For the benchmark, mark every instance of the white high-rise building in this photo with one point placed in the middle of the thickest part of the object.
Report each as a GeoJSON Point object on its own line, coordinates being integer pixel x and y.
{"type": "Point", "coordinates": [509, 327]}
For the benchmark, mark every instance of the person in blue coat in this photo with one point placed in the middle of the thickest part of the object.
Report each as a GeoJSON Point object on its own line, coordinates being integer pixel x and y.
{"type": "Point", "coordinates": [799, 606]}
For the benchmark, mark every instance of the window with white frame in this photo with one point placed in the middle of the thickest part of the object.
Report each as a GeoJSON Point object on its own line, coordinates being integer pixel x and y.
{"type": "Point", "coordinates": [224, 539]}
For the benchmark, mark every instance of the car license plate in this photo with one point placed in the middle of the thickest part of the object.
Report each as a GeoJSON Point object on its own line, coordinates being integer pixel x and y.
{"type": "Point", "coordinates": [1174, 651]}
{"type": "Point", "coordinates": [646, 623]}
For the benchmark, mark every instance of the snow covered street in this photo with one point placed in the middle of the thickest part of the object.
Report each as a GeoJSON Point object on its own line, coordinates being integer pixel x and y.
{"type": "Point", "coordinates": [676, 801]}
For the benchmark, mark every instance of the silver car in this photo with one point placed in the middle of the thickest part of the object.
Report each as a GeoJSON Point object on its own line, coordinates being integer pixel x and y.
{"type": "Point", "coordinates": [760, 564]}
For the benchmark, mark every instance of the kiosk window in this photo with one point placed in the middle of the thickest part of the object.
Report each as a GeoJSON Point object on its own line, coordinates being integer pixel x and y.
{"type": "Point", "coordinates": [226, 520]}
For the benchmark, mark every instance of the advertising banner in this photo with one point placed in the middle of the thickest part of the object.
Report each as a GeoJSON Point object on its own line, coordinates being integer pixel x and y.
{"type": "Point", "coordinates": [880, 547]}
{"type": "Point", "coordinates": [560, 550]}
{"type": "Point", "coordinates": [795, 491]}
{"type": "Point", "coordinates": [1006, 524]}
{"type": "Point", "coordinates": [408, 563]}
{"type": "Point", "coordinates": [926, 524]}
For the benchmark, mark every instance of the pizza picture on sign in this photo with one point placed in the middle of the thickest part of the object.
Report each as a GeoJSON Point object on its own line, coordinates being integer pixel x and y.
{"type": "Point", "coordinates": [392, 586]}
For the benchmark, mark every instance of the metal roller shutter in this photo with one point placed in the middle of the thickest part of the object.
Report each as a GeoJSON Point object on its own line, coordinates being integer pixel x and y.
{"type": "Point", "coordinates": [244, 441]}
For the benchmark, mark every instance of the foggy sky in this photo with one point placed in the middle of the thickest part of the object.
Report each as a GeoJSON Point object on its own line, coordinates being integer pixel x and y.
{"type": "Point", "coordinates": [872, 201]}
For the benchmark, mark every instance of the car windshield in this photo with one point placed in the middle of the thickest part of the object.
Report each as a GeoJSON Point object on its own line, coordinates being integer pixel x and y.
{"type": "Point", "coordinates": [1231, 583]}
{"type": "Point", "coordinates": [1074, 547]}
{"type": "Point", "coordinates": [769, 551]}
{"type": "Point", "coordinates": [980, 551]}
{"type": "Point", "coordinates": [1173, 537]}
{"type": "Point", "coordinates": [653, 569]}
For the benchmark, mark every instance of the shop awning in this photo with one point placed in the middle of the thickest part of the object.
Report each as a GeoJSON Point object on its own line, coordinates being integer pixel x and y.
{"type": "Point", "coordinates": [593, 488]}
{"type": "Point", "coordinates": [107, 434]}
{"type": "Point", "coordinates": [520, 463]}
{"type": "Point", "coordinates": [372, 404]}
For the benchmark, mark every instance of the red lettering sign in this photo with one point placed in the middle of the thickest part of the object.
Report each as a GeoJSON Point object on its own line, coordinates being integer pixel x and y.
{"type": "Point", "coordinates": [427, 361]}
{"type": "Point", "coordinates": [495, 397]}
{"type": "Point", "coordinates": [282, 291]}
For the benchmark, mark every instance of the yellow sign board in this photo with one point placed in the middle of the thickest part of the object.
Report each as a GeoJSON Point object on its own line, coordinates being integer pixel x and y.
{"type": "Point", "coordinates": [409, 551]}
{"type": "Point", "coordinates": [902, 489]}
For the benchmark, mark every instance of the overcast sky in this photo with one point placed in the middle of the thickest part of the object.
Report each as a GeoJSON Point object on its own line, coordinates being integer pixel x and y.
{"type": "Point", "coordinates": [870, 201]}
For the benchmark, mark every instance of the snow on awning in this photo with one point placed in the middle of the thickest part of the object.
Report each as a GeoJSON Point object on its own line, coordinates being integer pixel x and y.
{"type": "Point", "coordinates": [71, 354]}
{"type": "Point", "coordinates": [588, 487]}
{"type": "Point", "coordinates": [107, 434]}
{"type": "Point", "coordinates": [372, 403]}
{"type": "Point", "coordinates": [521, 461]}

====================

PROBLEM TO SOLVE:
The entries above must be returned exactly.

WRITTEN ANSWER:
For the benchmark, mark every instance of the white high-rise building in this photo with one point placed in the middle of the thickest part of the object.
Report each as a GeoJSON Point object on its own line, coordinates being integer pixel x and y.
{"type": "Point", "coordinates": [509, 327]}
For the benchmark, mark every instance of the person in blue coat in this photo with one point placed in the middle of the thickest part of the object.
Report each as a GeoJSON Point object on its own line, coordinates being integer pixel x and y.
{"type": "Point", "coordinates": [799, 606]}
For the benchmark, mark every instance of the window with white frame in this photo with one point placed in the middle of the thickest part of the object.
Report each as a GeoJSON Point object on its own line, coordinates being integer pixel x and y.
{"type": "Point", "coordinates": [224, 539]}
For the benchmark, mark every instance of the car license plate in this photo with one point placed in the middle of the thickest part of the object.
Report each as a GeoJSON Point object on its own line, coordinates being integer pixel x and y.
{"type": "Point", "coordinates": [1174, 651]}
{"type": "Point", "coordinates": [646, 623]}
For the benchmark, mark every instance of the snow covered street in this photo with one point placed in the middle of the thickest part of the object.
Report each as a GeoJSON Point object on its own line, coordinates being integer pixel x and y.
{"type": "Point", "coordinates": [676, 801]}
For the benchmark, mark every instance of the silver car in this photo with one point placed in the middle of the thickest part of the object.
Report each as a GeoJSON Point object on its own line, coordinates being integer pixel x and y.
{"type": "Point", "coordinates": [760, 564]}
For the benchmark, mark every instance of the kiosk window in this photo with one point placed in the middle of the thickest part of the object.
Report each as a GeoJSON Point object on its own line, coordinates being integer pixel x and y.
{"type": "Point", "coordinates": [226, 520]}
For the benchmark, mark every instance of the advertising banner in this photo with one point placed in the middle of the thickest part of the object.
Report each as a GeoJSON Point object on its own line, coordinates being integer pixel x and y.
{"type": "Point", "coordinates": [880, 547]}
{"type": "Point", "coordinates": [560, 550]}
{"type": "Point", "coordinates": [795, 491]}
{"type": "Point", "coordinates": [1006, 524]}
{"type": "Point", "coordinates": [408, 563]}
{"type": "Point", "coordinates": [926, 524]}
For the benchmark, mark every instance of the pizza picture on sign in this photo with one point placed in the middle of the thickest part of the object.
Report each as a GeoJSON Point object on its own line, coordinates being integer pixel x and y.
{"type": "Point", "coordinates": [392, 586]}
For the benchmark, mark every instance of the metal roller shutter in this photo with one point placed in the middle of the thickest part of the object.
Report each as a GeoJSON Point object on its own line, coordinates being integer pixel x and y.
{"type": "Point", "coordinates": [244, 441]}
For the benchmark, mark every instance of the foggy sky in this photo with one point placed in the middle of the thickest part of the object.
Report each as a GeoJSON Point object on its own line, coordinates being integer pixel x and y.
{"type": "Point", "coordinates": [872, 201]}
For the benchmark, mark every instance of the car windshield in this photo with one point placed in the middle of the thickest part of the object.
Report each as a GeoJSON Point object on its own line, coordinates being integer pixel x and y.
{"type": "Point", "coordinates": [1231, 583]}
{"type": "Point", "coordinates": [1074, 547]}
{"type": "Point", "coordinates": [769, 551]}
{"type": "Point", "coordinates": [980, 551]}
{"type": "Point", "coordinates": [1173, 537]}
{"type": "Point", "coordinates": [653, 569]}
For the benchmark, mark every instance of the shop awning in this photo with one point placed in the middle of the thickest part of the object.
Report each as a GeoJSON Point object on its own line, coordinates being integer pixel x and y.
{"type": "Point", "coordinates": [593, 488]}
{"type": "Point", "coordinates": [107, 434]}
{"type": "Point", "coordinates": [520, 463]}
{"type": "Point", "coordinates": [372, 404]}
For the benchmark, mark every instance of the red lettering sign in this photo with one point placed in the middle of the thickest part of the object.
Report each as a GeoJSON Point object on its own line, coordinates being integer pixel x and y.
{"type": "Point", "coordinates": [427, 361]}
{"type": "Point", "coordinates": [495, 397]}
{"type": "Point", "coordinates": [282, 291]}
For the benchmark, mark every instance of the yellow sign board in this photo with one point placed in the middle of the thickest part of the object.
Report each as a GeoJSON Point object on its own line, coordinates being integer pixel x and y.
{"type": "Point", "coordinates": [409, 551]}
{"type": "Point", "coordinates": [902, 489]}
For the benchmark, mark every instance of the overcast sky in this photo with one point placed in the middle of the thickest part of the object.
Report each as a GeoJSON Point object on its own line, coordinates being integer pixel x and y.
{"type": "Point", "coordinates": [870, 201]}
For the benchmark, mark every instance of the snow on awning in this photo with one point placed in the middle of the thickest part of the object.
Report each as a GeoJSON Point object on its own line, coordinates being integer pixel x and y.
{"type": "Point", "coordinates": [71, 354]}
{"type": "Point", "coordinates": [588, 487]}
{"type": "Point", "coordinates": [107, 434]}
{"type": "Point", "coordinates": [372, 403]}
{"type": "Point", "coordinates": [521, 461]}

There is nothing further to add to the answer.